Items from a data source:
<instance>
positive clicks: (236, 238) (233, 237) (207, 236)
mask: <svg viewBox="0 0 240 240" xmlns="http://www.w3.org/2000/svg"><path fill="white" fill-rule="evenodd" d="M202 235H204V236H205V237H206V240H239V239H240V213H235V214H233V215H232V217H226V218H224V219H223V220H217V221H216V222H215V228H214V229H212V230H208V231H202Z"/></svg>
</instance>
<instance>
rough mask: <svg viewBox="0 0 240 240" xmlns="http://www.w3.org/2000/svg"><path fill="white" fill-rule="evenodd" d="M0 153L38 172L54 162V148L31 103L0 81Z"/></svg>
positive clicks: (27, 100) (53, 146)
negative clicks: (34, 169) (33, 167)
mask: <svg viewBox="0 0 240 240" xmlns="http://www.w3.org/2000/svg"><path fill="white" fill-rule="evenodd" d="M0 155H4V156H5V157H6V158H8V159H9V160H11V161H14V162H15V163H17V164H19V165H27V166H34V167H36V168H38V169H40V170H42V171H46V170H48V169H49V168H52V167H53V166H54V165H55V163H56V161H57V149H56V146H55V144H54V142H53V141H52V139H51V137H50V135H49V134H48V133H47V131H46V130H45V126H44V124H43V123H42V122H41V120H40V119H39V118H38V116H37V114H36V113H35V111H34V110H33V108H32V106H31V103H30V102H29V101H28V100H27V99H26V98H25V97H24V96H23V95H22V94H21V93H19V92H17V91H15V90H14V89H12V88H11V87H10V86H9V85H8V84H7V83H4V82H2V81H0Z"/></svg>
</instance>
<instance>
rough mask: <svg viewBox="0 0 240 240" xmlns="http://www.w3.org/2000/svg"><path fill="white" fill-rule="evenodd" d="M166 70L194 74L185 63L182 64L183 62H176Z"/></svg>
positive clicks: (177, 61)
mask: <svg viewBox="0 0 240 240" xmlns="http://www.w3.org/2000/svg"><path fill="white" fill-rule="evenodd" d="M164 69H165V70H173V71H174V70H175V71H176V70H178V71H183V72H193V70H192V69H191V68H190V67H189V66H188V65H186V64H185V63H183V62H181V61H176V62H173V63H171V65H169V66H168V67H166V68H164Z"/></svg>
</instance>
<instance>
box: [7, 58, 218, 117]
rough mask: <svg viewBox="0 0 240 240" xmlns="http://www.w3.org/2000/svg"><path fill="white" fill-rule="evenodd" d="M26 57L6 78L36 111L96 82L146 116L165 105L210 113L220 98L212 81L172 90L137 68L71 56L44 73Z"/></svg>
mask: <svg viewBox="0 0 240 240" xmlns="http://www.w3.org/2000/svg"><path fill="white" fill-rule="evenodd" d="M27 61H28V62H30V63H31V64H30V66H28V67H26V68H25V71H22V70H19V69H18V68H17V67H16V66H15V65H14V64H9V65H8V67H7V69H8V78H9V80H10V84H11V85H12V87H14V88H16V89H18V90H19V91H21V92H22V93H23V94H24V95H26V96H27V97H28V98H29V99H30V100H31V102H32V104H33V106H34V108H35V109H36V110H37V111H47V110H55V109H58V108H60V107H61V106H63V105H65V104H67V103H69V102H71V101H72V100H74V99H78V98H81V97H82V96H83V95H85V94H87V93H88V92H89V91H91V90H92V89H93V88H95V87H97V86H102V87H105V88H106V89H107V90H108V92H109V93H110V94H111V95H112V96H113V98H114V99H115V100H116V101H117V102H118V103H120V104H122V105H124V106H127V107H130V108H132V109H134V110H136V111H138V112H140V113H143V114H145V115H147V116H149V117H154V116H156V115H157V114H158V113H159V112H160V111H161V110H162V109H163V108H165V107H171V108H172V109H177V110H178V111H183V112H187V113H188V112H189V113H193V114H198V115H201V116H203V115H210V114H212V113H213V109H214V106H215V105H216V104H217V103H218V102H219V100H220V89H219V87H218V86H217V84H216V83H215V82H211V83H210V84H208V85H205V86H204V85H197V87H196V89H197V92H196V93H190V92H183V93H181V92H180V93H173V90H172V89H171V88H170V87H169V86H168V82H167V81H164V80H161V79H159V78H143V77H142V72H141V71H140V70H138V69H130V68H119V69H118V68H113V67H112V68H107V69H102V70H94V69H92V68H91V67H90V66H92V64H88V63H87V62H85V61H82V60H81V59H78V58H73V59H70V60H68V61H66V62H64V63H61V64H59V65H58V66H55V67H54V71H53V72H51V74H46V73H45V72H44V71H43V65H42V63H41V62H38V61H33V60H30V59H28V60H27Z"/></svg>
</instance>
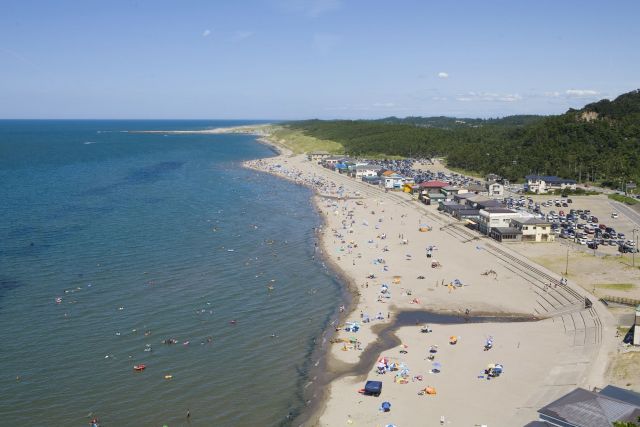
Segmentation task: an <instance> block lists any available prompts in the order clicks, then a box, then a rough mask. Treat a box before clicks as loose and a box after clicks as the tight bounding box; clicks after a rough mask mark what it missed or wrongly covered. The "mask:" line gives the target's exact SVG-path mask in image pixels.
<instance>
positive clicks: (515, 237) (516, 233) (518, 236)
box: [489, 227, 522, 243]
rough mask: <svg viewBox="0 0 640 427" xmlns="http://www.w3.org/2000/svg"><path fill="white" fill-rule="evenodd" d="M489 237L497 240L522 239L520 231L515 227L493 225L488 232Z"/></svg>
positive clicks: (501, 240) (505, 241)
mask: <svg viewBox="0 0 640 427" xmlns="http://www.w3.org/2000/svg"><path fill="white" fill-rule="evenodd" d="M489 237H491V238H492V239H494V240H497V241H498V242H503V243H507V242H519V241H521V240H522V231H520V230H518V229H517V228H515V227H494V228H492V229H491V231H490V232H489Z"/></svg>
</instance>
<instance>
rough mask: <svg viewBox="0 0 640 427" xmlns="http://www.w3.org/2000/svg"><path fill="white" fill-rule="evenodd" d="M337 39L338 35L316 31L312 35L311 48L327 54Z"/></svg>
mask: <svg viewBox="0 0 640 427" xmlns="http://www.w3.org/2000/svg"><path fill="white" fill-rule="evenodd" d="M339 41H340V37H339V36H337V35H335V34H327V33H317V34H314V35H313V48H314V49H315V50H316V51H318V52H320V53H321V54H322V55H327V54H328V53H329V52H331V51H332V50H333V49H334V48H335V47H336V46H337V45H338V42H339Z"/></svg>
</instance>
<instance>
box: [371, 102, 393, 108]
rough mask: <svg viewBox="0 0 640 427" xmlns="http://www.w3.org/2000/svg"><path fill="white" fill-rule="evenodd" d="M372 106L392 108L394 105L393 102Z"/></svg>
mask: <svg viewBox="0 0 640 427" xmlns="http://www.w3.org/2000/svg"><path fill="white" fill-rule="evenodd" d="M373 106H374V107H376V108H393V107H395V106H396V104H395V103H394V102H374V103H373Z"/></svg>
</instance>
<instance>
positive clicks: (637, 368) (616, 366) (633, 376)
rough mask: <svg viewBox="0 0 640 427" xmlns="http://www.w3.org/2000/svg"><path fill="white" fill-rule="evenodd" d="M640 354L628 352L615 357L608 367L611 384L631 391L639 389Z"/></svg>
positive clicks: (611, 361) (637, 389)
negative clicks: (638, 366) (624, 388)
mask: <svg viewBox="0 0 640 427" xmlns="http://www.w3.org/2000/svg"><path fill="white" fill-rule="evenodd" d="M638 366H640V352H637V351H636V352H629V353H623V354H618V355H616V356H615V357H614V358H613V360H612V361H611V365H610V366H609V377H610V379H611V380H612V381H611V382H612V383H613V384H615V385H618V386H622V387H629V388H631V389H632V390H638V389H640V369H638Z"/></svg>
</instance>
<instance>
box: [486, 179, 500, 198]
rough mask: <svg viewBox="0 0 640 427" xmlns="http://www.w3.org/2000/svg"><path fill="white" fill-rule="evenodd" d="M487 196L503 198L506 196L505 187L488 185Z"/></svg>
mask: <svg viewBox="0 0 640 427" xmlns="http://www.w3.org/2000/svg"><path fill="white" fill-rule="evenodd" d="M487 194H488V195H489V196H490V197H502V196H504V185H502V184H500V183H497V182H492V183H488V184H487Z"/></svg>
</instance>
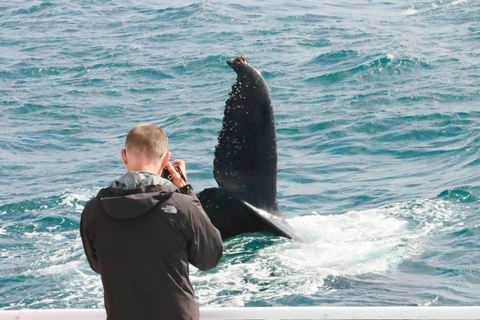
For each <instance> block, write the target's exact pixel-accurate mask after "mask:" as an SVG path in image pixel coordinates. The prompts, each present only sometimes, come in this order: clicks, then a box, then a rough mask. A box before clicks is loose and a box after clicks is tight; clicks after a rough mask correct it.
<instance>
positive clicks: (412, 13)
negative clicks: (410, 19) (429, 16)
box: [402, 5, 418, 16]
mask: <svg viewBox="0 0 480 320" xmlns="http://www.w3.org/2000/svg"><path fill="white" fill-rule="evenodd" d="M417 13H418V10H416V9H415V6H414V5H411V6H410V8H408V9H407V10H405V11H403V12H402V14H403V15H405V16H411V15H414V14H417Z"/></svg>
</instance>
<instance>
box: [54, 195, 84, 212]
mask: <svg viewBox="0 0 480 320" xmlns="http://www.w3.org/2000/svg"><path fill="white" fill-rule="evenodd" d="M61 198H62V201H61V202H60V204H61V205H65V206H69V207H74V208H75V211H77V212H78V211H82V210H83V208H84V206H83V205H81V204H79V202H87V201H88V200H90V197H88V196H87V195H85V194H74V193H67V194H65V195H63V196H62V197H61Z"/></svg>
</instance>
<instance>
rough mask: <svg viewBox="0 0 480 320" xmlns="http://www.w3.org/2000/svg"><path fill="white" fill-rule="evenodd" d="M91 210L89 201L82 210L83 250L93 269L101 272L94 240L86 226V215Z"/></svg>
mask: <svg viewBox="0 0 480 320" xmlns="http://www.w3.org/2000/svg"><path fill="white" fill-rule="evenodd" d="M88 210H89V203H87V205H85V209H83V212H82V218H81V220H80V235H81V237H82V243H83V250H84V251H85V255H86V256H87V260H88V263H89V264H90V267H91V268H92V270H93V271H95V272H96V273H98V274H100V268H99V266H98V259H97V252H96V250H95V248H94V247H93V245H92V240H90V238H89V237H88V230H87V226H86V216H87V211H88Z"/></svg>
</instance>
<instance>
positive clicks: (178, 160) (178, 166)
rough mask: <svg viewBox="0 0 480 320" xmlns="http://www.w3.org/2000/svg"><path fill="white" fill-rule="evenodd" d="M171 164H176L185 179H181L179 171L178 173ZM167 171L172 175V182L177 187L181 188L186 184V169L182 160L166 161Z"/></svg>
mask: <svg viewBox="0 0 480 320" xmlns="http://www.w3.org/2000/svg"><path fill="white" fill-rule="evenodd" d="M172 164H176V165H177V166H178V167H179V168H180V170H182V174H183V176H184V177H185V180H183V179H182V176H181V175H180V173H178V172H177V171H176V170H175V168H174V167H173V165H172ZM167 169H168V172H170V174H171V175H172V183H173V185H174V186H176V187H177V188H181V187H184V186H186V185H187V170H186V168H185V161H183V160H173V161H172V162H169V163H167Z"/></svg>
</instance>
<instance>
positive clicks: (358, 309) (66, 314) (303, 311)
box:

Your assignment: Starting with the line above that holds "positive clicks: (515, 237)" and stopping with the line that holds "box: [371, 102, 393, 108]", reproduce each line exactly, omitting all other lines.

Exercise result:
positive clicks: (515, 237) (516, 233) (518, 236)
box: [489, 227, 522, 243]
rough mask: <svg viewBox="0 0 640 427" xmlns="http://www.w3.org/2000/svg"><path fill="white" fill-rule="evenodd" d="M489 237L497 240L522 239L520 231L515 227L493 225L488 232Z"/></svg>
positive clicks: (501, 240) (505, 241)
mask: <svg viewBox="0 0 640 427" xmlns="http://www.w3.org/2000/svg"><path fill="white" fill-rule="evenodd" d="M489 237H491V238H492V239H494V240H497V241H498V242H503V243H507V242H519V241H521V240H522V231H520V230H518V229H517V228H515V227H494V228H492V229H491V231H490V232H489Z"/></svg>
</instance>
<instance>
rough mask: <svg viewBox="0 0 640 427" xmlns="http://www.w3.org/2000/svg"><path fill="white" fill-rule="evenodd" d="M337 39L338 35L316 31L312 35L311 48L327 54Z"/></svg>
mask: <svg viewBox="0 0 640 427" xmlns="http://www.w3.org/2000/svg"><path fill="white" fill-rule="evenodd" d="M339 41H340V37H339V36H337V35H335V34H327V33H317V34H314V35H313V48H314V49H315V50H316V51H318V52H320V53H321V54H322V55H327V54H328V53H329V52H331V51H332V50H333V49H334V48H335V47H336V46H337V45H338V42H339Z"/></svg>
</instance>
<instance>
box: [371, 102, 393, 108]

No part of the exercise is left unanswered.